■ The request
Please copy all of the data below word for word, leaving out the pictures.

++++ Material for this task ++++

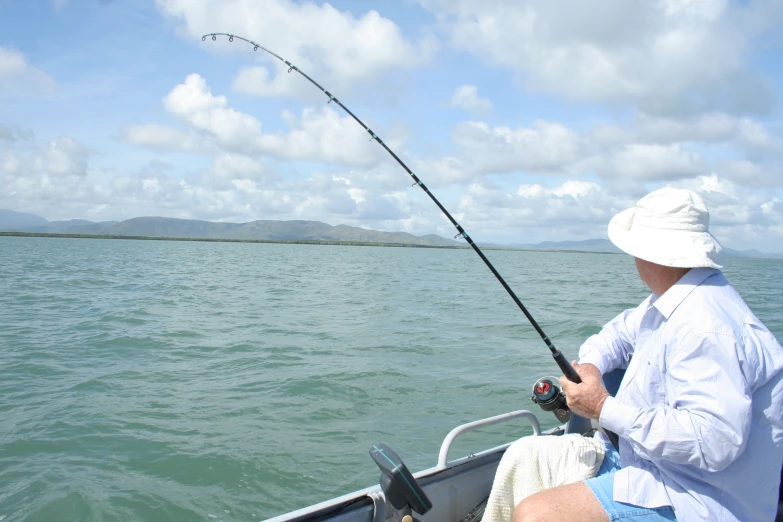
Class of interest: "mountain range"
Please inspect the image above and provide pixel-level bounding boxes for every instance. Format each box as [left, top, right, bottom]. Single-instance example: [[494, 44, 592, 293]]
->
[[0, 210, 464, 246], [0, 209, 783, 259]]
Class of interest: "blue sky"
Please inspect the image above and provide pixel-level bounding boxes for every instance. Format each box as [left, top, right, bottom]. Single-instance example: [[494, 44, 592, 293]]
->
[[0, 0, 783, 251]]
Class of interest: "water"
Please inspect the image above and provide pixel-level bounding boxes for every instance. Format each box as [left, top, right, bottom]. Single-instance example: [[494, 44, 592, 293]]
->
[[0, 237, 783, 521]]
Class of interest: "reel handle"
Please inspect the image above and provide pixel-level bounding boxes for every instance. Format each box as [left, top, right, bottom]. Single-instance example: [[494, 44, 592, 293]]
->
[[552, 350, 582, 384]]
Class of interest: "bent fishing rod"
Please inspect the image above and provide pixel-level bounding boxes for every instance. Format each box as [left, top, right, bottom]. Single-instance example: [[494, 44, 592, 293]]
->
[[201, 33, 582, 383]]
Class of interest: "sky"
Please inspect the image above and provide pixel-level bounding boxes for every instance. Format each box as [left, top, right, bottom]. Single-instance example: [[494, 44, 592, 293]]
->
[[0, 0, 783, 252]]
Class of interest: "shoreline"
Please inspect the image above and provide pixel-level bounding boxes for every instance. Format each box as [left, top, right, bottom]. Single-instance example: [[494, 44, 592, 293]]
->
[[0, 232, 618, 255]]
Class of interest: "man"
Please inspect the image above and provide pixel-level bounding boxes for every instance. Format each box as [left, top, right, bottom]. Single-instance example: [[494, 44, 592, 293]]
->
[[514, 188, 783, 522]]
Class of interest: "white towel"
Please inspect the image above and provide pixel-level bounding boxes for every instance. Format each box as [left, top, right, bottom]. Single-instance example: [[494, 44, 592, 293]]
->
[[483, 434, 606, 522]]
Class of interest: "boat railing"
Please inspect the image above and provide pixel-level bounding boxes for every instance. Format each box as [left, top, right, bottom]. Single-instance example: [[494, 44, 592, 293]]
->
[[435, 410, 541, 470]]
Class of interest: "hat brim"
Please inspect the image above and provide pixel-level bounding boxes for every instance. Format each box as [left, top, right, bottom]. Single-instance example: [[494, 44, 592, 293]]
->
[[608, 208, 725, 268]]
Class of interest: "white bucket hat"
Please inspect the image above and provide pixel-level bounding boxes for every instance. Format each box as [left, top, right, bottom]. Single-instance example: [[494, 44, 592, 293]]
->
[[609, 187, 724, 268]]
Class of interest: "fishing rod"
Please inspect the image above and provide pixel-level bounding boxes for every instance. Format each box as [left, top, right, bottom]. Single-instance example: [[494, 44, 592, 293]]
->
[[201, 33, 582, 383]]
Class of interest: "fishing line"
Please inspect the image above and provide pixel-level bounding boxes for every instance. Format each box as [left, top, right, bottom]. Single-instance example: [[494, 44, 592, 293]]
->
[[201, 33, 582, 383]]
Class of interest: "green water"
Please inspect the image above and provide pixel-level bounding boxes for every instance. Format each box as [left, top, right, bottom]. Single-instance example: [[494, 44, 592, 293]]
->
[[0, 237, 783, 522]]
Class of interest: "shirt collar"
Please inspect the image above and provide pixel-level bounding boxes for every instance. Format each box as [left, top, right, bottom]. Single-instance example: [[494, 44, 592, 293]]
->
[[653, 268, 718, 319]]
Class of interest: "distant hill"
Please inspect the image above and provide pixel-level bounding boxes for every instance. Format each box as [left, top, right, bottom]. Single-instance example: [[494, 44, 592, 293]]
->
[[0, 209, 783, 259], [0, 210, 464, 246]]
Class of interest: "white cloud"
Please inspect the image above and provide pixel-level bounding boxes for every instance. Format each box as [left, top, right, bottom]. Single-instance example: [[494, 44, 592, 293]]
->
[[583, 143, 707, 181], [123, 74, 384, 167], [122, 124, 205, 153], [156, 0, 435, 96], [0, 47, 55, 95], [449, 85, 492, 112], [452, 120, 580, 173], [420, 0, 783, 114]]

++++

■ Response for this exercise
Class of interest: "mountain range"
Please inspect the image above and provide pixel-level bounding boxes for every instance. Format each box as [left, top, right, bottom]. Single-instance example: [[494, 44, 592, 293]]
->
[[0, 210, 464, 246], [0, 209, 783, 259]]
Class of interest: "blue sky"
Please inspect the image above and provide pixel-level bounding boxes for every instance. Format each box as [left, top, right, bottom]. Single-instance example: [[494, 44, 592, 293]]
->
[[0, 0, 783, 251]]
Class of interest: "water"
Please inspect the image above and provide pixel-level bounding boxes for every instance. Format each box as [left, top, right, bottom]. Single-instance example: [[494, 44, 592, 293]]
->
[[0, 237, 783, 521]]
Class of interest: "reel handle"
Please inspect the image above and provide pixel-level bounding boxes for every instance. Format each box as [left, top, right, bottom]. Single-instance example: [[494, 44, 592, 293]]
->
[[552, 350, 582, 384]]
Class of interest: "bent fishing rod"
Please inspect the image above and provide pixel-level bounding boxes for every instance. Format each box as [left, top, right, bottom]. Single-instance example: [[494, 44, 592, 293]]
->
[[201, 33, 582, 383]]
Class of interest: "sky"
Please inspect the image above and provide pixel-level bounding boxes for every instance. Format each box as [left, top, right, bottom]. Single-instance example: [[494, 44, 592, 293]]
->
[[0, 0, 783, 252]]
Class of interest: "shoreline"
Please inspect the image above and provide pixel-level bounding boxes for every instance. Format each box as [left, top, right, bottom]. Single-instance example: [[494, 44, 592, 293]]
->
[[0, 232, 618, 255]]
Class of interest: "man"
Please inspect the image above and provide pixel-level bounding boxes for every instance. Format each box as [left, top, right, bottom]. Single-instance example: [[494, 44, 592, 293]]
->
[[514, 188, 783, 522]]
Class of interest: "white towel"
Please inspect the image above and provide pixel-level bounding boxes for every instance. Format each box as [left, top, right, bottom]. Single-instance example: [[494, 44, 592, 293]]
->
[[483, 434, 606, 522]]
Class of interest: "boat railing"
Please inspect the image above and provide pixel-level bounding boxes for every instance. Format each box as [left, top, right, bottom]. Single-instance example: [[494, 44, 592, 293]]
->
[[435, 410, 541, 470]]
Class of interest: "hat brim"
Please inspect the image above and provide pixel-level bounding boxes for every instance. Format each box as [left, top, right, bottom]. Single-instance example: [[494, 44, 592, 293]]
->
[[608, 208, 725, 268]]
Class of interest: "white bucket hat"
Please inspect the image above and provide pixel-level bounding boxes for every instance. Format each box as [left, top, right, bottom]. Single-instance example: [[494, 44, 592, 293]]
->
[[609, 187, 724, 268]]
Class of interest: "fishing rod"
Please inspect the image above and provide pixel-level bounding boxes for every instance. Format each box as [left, top, right, bottom]. Single-instance example: [[494, 44, 592, 293]]
->
[[201, 33, 582, 383]]
Class of interest: "fishing line"
Please inspect the image above and provide pixel-level bounding boxes for every instance. Format each box as [left, top, right, bottom]. Single-instance example: [[494, 44, 592, 293]]
->
[[201, 33, 582, 383]]
Class of interest: "green water"
Please inspect the image above and provide pixel-level bounding boxes for every instance. Format each box as [left, top, right, bottom]. Single-instance example: [[494, 44, 592, 293]]
->
[[0, 237, 783, 522]]
Class of interest: "shirt collar"
Please inspect the image above and provide pixel-level bounding boxes for every instance. Format each box as [left, top, right, bottom]. Single-instance example: [[494, 44, 592, 293]]
->
[[653, 268, 718, 319]]
Class of interest: "distant hill"
Please inspect the image above and provide pixel-level bounding boxes for every instance. Format each box as [left, top, right, bottom]. Single-instance example: [[494, 44, 592, 293]]
->
[[0, 209, 783, 259], [0, 210, 464, 246]]
Class of interest: "white cloud"
Please inspect the image above and provide pixel-level bounding boxes for every instance. Format each box as [left, top, right, bottom]. Single-instance example: [[494, 44, 592, 293]]
->
[[583, 143, 707, 181], [123, 74, 384, 167], [122, 124, 205, 153], [156, 0, 435, 96], [0, 47, 55, 95], [449, 85, 492, 112], [452, 120, 580, 173], [420, 0, 783, 114]]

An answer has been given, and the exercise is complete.